__Task__. Copy the lines of the records below verbatim, from the line with "Locate every instance of the framed artwork" up to and including the line with "(1104, 204)".

[Photo-based point labeling data]

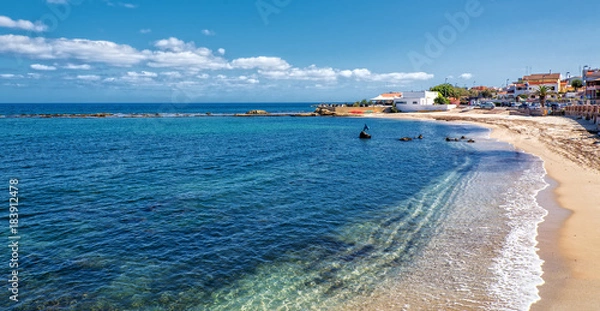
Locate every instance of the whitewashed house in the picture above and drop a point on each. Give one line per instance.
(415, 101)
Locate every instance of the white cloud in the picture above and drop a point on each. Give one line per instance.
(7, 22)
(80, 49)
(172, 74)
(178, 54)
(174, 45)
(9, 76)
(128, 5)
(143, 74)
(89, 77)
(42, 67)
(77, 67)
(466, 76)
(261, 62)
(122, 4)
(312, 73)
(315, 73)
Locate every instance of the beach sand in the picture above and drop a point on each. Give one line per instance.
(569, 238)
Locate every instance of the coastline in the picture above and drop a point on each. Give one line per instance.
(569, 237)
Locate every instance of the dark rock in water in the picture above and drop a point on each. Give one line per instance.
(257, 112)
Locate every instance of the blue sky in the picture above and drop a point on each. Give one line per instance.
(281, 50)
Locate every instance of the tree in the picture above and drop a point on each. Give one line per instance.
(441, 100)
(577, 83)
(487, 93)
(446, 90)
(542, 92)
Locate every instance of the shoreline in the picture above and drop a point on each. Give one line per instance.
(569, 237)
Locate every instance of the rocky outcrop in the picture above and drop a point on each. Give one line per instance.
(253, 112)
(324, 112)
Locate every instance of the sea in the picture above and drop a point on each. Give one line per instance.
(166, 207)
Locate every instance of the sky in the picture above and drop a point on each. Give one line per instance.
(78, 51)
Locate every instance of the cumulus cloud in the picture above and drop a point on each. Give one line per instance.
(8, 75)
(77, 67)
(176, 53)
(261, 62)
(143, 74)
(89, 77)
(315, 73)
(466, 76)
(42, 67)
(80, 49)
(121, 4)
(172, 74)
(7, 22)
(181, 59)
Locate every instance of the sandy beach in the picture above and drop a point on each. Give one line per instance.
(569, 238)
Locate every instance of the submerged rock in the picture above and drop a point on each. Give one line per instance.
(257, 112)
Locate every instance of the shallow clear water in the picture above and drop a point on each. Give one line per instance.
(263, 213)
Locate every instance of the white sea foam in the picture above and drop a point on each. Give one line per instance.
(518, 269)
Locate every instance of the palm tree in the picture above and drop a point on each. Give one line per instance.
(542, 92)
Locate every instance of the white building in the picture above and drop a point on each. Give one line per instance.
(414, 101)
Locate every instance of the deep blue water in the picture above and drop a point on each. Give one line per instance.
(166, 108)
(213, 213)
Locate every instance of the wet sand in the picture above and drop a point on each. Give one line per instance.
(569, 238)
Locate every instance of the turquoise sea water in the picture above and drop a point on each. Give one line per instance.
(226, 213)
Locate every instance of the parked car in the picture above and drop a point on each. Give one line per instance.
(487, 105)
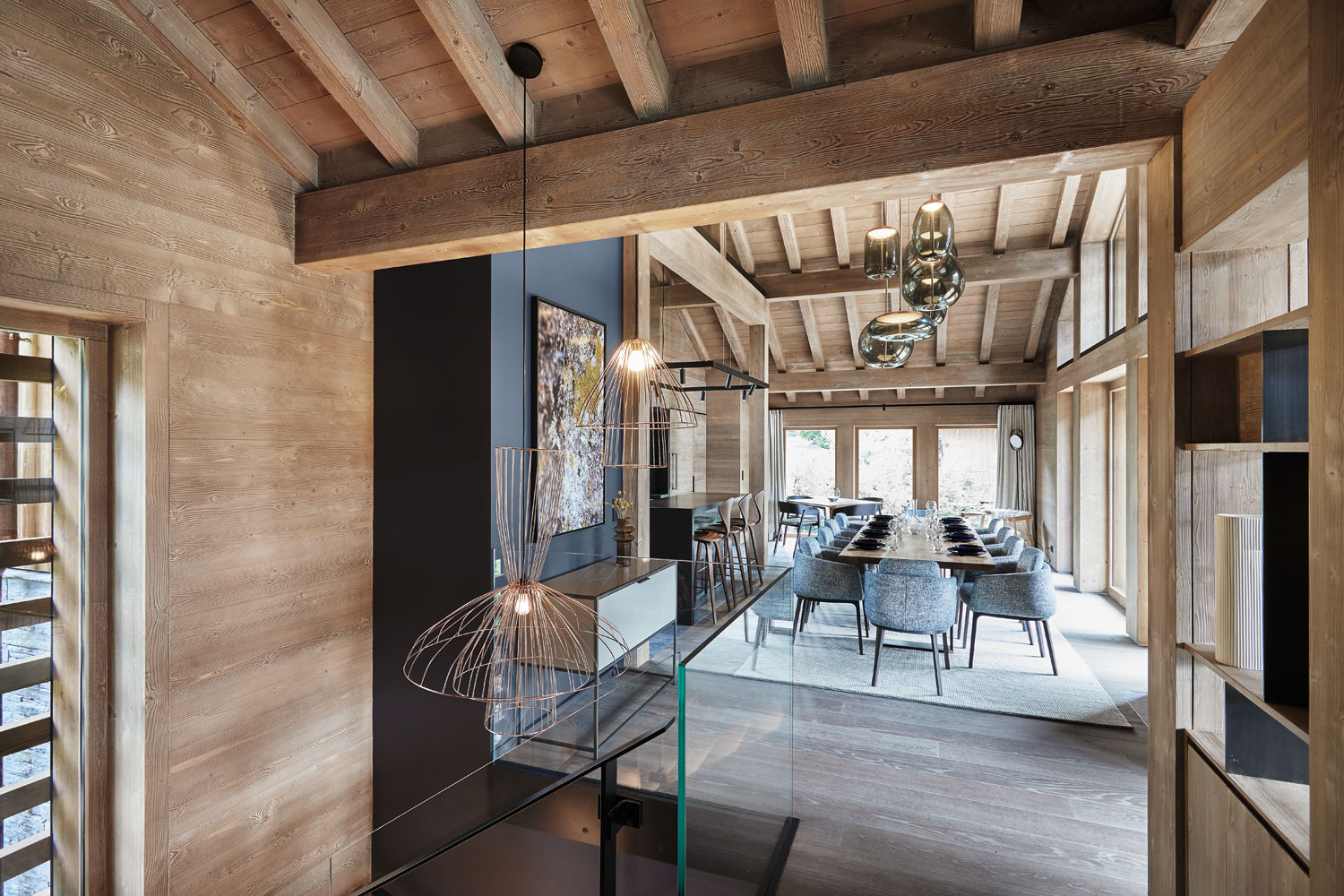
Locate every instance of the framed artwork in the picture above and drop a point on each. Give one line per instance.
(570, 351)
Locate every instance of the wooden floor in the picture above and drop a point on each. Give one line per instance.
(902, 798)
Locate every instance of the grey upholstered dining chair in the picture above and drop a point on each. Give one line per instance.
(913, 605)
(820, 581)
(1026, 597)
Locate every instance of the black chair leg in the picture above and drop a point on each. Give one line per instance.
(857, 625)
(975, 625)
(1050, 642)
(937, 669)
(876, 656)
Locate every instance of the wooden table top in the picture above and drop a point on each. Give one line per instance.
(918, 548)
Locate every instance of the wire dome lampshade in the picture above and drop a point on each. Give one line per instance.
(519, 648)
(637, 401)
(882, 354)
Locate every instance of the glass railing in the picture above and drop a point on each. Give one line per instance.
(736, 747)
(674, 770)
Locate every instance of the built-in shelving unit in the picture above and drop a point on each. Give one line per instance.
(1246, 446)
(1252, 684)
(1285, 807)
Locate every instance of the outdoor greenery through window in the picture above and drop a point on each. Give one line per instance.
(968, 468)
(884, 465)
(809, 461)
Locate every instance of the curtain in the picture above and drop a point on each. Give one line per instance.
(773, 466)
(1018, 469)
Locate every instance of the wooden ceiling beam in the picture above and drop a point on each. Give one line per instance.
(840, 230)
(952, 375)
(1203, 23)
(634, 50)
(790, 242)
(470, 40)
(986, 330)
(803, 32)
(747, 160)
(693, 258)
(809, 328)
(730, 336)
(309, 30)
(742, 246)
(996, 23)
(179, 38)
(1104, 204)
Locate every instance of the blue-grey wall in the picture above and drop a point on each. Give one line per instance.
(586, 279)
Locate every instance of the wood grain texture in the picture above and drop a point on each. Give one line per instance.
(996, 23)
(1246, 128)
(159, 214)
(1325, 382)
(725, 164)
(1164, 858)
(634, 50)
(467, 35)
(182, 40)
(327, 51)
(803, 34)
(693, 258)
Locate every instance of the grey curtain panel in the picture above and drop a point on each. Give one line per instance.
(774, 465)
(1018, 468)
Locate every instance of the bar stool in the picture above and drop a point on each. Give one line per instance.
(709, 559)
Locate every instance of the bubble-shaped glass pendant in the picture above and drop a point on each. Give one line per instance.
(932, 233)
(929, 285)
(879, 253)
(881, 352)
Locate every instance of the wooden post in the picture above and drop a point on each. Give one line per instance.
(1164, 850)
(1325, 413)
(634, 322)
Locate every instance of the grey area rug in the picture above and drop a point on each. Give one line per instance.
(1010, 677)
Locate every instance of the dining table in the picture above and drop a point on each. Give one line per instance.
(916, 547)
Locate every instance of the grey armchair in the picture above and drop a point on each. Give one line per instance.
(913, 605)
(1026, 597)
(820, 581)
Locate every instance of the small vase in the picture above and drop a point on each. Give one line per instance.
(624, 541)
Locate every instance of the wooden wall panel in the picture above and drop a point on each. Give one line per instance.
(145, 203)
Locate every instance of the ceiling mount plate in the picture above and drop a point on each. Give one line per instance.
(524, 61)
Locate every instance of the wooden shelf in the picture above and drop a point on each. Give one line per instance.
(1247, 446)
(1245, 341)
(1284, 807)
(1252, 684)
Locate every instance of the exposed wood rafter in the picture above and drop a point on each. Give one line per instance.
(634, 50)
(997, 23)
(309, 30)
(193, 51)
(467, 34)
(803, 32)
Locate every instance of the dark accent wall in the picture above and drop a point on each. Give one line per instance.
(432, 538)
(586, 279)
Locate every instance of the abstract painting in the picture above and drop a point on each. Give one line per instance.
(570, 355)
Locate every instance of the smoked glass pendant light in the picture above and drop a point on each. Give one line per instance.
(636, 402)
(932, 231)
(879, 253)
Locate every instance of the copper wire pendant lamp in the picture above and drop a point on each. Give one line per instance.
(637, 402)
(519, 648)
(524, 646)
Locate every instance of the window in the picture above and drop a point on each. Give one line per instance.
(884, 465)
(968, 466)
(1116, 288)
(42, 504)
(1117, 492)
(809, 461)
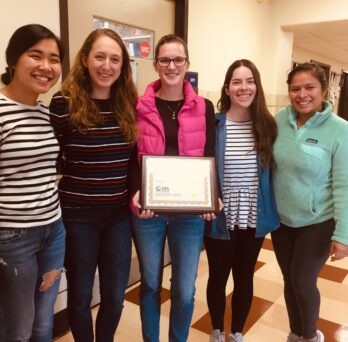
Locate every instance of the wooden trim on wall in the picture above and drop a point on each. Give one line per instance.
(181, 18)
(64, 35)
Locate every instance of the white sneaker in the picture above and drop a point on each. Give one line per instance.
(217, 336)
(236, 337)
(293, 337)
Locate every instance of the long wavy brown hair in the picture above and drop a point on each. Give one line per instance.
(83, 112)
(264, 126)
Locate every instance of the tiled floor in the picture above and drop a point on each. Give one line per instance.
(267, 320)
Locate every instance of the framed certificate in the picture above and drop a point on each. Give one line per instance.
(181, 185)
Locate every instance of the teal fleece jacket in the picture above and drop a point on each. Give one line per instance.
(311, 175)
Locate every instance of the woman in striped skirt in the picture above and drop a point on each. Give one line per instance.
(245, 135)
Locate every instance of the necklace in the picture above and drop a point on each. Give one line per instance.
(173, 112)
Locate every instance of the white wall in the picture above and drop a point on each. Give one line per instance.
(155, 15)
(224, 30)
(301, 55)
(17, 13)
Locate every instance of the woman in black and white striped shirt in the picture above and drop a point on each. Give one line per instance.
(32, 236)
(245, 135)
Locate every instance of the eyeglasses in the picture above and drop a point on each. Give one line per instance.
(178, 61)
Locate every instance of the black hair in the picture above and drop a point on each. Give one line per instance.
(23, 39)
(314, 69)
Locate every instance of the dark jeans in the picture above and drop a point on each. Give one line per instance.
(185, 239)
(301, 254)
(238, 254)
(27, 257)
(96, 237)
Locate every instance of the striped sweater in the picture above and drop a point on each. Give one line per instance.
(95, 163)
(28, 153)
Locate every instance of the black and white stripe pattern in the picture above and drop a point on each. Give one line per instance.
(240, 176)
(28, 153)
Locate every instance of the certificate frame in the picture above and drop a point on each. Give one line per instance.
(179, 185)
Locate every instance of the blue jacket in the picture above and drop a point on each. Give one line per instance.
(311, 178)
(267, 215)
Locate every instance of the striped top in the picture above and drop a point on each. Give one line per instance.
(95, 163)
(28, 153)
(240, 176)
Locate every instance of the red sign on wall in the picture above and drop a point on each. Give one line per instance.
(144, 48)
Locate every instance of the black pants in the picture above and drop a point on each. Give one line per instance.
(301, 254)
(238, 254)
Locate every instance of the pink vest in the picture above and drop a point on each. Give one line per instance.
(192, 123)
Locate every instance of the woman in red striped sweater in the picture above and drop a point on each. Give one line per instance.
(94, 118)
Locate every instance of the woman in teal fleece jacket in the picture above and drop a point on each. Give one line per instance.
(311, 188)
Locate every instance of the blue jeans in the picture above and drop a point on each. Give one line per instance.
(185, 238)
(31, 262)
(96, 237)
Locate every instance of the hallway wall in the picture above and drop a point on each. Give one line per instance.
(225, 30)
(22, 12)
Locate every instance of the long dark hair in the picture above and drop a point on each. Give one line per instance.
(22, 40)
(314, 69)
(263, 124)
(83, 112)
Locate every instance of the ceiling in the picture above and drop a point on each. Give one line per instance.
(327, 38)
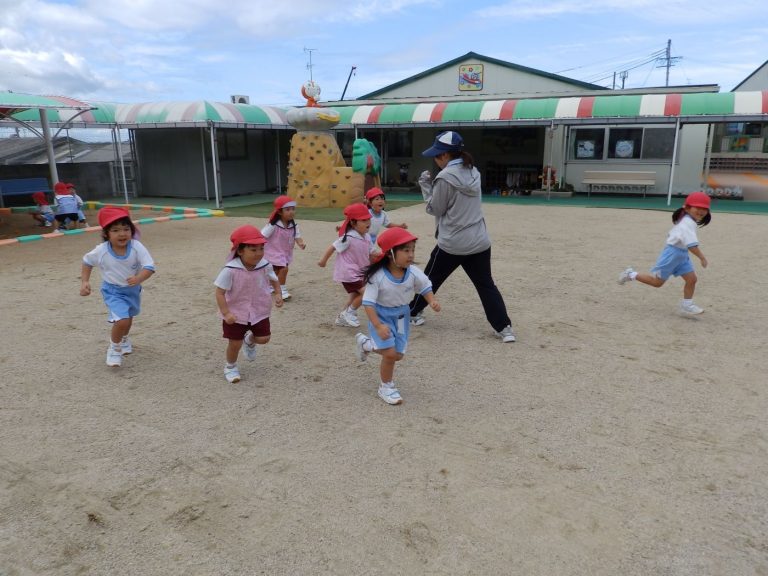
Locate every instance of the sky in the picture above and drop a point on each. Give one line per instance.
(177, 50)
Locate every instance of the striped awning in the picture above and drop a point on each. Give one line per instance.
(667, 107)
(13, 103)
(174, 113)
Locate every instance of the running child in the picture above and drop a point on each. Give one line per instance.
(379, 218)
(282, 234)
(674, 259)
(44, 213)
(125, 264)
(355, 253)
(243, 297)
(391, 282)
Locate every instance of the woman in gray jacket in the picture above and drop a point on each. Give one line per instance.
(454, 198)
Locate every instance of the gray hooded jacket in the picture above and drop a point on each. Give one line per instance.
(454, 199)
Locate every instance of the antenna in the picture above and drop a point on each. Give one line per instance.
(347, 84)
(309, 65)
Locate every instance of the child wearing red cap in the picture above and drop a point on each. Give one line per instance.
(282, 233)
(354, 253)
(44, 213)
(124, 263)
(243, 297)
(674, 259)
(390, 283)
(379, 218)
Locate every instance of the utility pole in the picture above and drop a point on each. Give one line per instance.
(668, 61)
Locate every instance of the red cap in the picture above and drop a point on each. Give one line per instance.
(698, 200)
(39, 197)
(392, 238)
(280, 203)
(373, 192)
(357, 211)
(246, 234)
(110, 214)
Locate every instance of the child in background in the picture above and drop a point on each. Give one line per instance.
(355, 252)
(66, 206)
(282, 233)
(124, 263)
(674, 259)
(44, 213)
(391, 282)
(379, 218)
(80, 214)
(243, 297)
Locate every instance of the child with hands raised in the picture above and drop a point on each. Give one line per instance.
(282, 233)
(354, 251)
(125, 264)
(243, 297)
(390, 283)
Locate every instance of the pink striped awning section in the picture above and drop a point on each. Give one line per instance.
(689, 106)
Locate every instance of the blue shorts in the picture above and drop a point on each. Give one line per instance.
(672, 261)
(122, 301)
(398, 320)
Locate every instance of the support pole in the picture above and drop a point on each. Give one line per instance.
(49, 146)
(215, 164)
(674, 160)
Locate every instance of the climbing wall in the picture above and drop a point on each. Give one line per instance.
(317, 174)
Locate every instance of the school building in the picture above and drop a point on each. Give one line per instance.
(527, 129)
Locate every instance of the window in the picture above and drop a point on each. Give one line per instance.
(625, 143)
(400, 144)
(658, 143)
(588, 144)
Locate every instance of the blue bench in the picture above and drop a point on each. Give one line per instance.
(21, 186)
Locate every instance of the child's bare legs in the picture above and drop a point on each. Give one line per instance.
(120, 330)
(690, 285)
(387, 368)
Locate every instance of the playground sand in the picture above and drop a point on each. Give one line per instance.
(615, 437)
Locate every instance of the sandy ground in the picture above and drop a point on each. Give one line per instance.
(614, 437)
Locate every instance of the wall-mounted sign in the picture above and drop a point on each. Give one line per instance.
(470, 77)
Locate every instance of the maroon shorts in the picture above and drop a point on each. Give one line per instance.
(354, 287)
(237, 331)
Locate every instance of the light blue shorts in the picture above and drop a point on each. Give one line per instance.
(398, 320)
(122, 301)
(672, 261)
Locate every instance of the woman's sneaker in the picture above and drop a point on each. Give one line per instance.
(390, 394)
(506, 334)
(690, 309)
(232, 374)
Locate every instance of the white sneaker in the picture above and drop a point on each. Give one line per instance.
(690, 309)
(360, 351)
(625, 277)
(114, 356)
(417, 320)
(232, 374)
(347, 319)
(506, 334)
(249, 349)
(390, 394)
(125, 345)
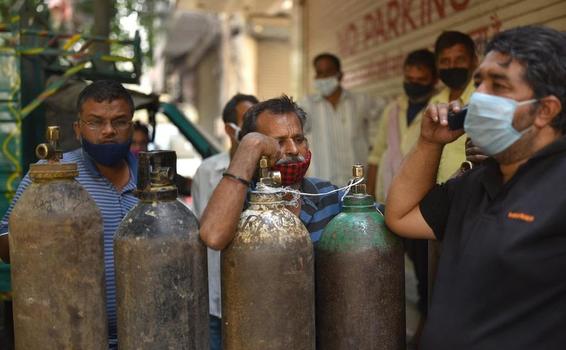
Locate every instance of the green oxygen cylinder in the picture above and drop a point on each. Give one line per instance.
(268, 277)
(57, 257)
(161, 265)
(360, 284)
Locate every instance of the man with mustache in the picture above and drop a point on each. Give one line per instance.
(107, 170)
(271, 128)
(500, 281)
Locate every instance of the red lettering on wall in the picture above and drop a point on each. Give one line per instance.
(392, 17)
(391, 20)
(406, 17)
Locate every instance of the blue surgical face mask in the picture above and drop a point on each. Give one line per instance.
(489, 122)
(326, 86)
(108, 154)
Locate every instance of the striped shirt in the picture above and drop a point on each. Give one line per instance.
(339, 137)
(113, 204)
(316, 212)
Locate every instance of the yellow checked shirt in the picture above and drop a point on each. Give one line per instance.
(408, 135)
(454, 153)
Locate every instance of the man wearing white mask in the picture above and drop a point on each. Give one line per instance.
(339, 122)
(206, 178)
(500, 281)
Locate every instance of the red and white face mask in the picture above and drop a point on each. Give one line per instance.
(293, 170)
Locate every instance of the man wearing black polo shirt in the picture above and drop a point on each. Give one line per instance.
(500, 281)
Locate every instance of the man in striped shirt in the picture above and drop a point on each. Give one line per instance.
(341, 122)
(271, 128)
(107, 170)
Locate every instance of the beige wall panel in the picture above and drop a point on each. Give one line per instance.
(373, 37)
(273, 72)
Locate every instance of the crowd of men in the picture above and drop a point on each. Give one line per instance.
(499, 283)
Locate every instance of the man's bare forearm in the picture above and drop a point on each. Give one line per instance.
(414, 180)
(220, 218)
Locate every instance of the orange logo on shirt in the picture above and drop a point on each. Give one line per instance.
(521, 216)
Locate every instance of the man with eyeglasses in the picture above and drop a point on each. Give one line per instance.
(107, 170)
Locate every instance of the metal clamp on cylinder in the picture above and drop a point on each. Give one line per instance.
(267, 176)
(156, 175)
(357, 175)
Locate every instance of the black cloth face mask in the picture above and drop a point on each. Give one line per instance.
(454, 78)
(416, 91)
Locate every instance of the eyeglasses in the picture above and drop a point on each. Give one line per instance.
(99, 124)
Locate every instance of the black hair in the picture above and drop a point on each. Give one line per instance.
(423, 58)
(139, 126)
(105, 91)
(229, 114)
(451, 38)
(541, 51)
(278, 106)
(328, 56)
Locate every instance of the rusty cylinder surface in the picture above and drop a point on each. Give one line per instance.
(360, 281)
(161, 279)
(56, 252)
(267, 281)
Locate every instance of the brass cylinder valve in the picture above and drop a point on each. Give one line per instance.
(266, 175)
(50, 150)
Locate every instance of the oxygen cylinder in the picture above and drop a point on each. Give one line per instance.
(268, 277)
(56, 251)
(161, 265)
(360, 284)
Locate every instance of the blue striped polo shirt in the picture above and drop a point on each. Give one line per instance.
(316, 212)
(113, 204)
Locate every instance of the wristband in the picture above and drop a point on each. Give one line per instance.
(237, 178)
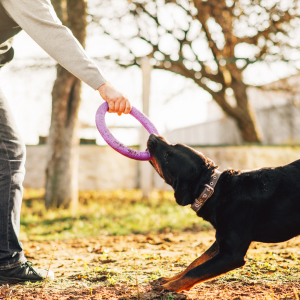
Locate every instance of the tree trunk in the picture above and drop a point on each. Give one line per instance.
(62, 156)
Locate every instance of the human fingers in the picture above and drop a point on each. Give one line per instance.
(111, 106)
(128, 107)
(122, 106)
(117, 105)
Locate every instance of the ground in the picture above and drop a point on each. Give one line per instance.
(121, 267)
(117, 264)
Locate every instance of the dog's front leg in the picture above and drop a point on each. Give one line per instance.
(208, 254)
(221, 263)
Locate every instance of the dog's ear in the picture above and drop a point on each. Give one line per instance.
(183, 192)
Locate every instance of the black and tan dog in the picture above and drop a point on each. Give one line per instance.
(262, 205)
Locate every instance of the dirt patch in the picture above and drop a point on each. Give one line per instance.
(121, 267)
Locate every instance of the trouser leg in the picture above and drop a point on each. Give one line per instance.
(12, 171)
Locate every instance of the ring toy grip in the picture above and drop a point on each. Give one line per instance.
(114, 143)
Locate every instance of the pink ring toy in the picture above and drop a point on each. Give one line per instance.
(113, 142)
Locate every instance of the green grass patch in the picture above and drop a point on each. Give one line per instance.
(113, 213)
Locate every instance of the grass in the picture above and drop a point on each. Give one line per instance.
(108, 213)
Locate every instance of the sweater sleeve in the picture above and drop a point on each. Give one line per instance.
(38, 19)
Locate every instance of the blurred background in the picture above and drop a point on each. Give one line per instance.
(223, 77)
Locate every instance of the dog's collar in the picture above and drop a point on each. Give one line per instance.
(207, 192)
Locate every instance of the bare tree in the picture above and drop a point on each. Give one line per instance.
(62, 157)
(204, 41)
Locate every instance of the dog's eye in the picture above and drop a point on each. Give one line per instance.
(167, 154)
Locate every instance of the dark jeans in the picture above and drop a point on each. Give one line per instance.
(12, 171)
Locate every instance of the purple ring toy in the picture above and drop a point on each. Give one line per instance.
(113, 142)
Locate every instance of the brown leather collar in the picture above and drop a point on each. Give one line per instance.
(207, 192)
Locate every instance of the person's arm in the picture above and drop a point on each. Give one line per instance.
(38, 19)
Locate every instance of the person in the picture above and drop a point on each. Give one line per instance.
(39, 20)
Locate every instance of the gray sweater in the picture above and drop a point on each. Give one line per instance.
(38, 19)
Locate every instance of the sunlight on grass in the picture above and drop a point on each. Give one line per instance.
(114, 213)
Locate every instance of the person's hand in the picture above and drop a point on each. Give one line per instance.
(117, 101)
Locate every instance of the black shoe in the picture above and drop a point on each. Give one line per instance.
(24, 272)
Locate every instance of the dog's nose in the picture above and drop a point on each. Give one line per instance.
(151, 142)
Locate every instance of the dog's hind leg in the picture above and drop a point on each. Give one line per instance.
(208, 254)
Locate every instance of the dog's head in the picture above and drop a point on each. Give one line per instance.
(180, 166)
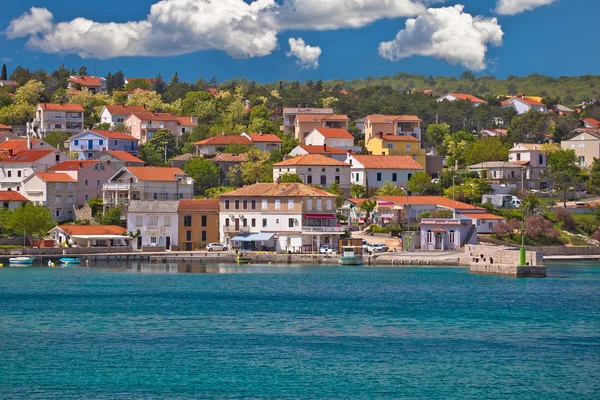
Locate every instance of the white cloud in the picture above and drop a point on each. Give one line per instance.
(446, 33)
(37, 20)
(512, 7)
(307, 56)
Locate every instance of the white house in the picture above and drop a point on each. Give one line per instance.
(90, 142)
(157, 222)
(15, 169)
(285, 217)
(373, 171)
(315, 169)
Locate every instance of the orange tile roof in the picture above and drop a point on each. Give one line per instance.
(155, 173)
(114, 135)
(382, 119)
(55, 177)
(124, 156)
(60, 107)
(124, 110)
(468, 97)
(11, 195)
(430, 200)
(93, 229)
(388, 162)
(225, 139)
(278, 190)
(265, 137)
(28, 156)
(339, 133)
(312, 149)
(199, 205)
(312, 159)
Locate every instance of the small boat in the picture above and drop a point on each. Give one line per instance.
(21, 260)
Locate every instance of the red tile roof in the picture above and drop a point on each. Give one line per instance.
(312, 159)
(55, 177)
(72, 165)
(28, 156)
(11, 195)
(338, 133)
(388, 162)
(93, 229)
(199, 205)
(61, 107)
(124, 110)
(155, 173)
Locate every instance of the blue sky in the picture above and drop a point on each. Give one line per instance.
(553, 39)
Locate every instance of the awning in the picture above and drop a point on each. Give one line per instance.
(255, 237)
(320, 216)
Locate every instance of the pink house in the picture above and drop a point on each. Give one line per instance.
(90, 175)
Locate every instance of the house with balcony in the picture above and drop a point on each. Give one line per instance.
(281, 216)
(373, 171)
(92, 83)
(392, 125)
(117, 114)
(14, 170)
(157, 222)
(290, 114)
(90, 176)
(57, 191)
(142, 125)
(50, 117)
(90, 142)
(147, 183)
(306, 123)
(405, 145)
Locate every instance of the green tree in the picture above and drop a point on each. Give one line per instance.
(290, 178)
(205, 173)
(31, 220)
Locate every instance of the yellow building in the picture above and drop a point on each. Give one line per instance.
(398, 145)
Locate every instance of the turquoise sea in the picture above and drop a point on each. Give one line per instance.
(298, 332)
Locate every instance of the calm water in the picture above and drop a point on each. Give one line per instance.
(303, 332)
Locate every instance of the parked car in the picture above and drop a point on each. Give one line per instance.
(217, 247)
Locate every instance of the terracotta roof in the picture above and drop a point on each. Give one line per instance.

__Response below__.
Locate every instance of the framed artwork in the picture above and drop a point on each. Give one line per instance.
(570, 351)
Locate every instance of the wooden floor in the picture above and drop a point on each. Give one line per instance.
(902, 798)
Locate every instance of the grey upholstered dining chair in the picture above and drop a point on each. Give one line per instance.
(913, 605)
(820, 581)
(1026, 597)
Locate every instance of the black chair leg in the picture above and drop a point on each. Give one line per instance.
(857, 625)
(975, 625)
(1050, 642)
(937, 669)
(876, 656)
Locate every instance of the wooden table top in the picture above and drop a point on each. Give one line per instance.
(918, 548)
Locate every instance of the wire dome lampshade in the picture above and drop a point on each. Give one line per instance.
(519, 648)
(637, 401)
(882, 354)
Locate every instance of the glass railing in the picture above and drop a point on each. Give one line per instance.
(736, 747)
(674, 770)
Locate every instance of the built-in shelving unit in the picture above and drop a point on each. Give one line per instance.
(1246, 446)
(1252, 684)
(1285, 807)
Locate every instance of the outdoor greenery through window in the picture above and drop a point on each. Give one line per instance.
(968, 468)
(884, 465)
(809, 461)
Locate every instance of the curtain in the picture above and drop a point on each. Give one line per instance.
(773, 466)
(1018, 469)
Locate every instance of the wooden ceiling beam in the picture above and drop a point on each. Give one line per instance.
(840, 230)
(952, 375)
(1203, 23)
(634, 50)
(790, 242)
(470, 40)
(986, 330)
(803, 32)
(747, 160)
(693, 258)
(809, 328)
(730, 336)
(309, 30)
(742, 246)
(996, 23)
(179, 38)
(1104, 204)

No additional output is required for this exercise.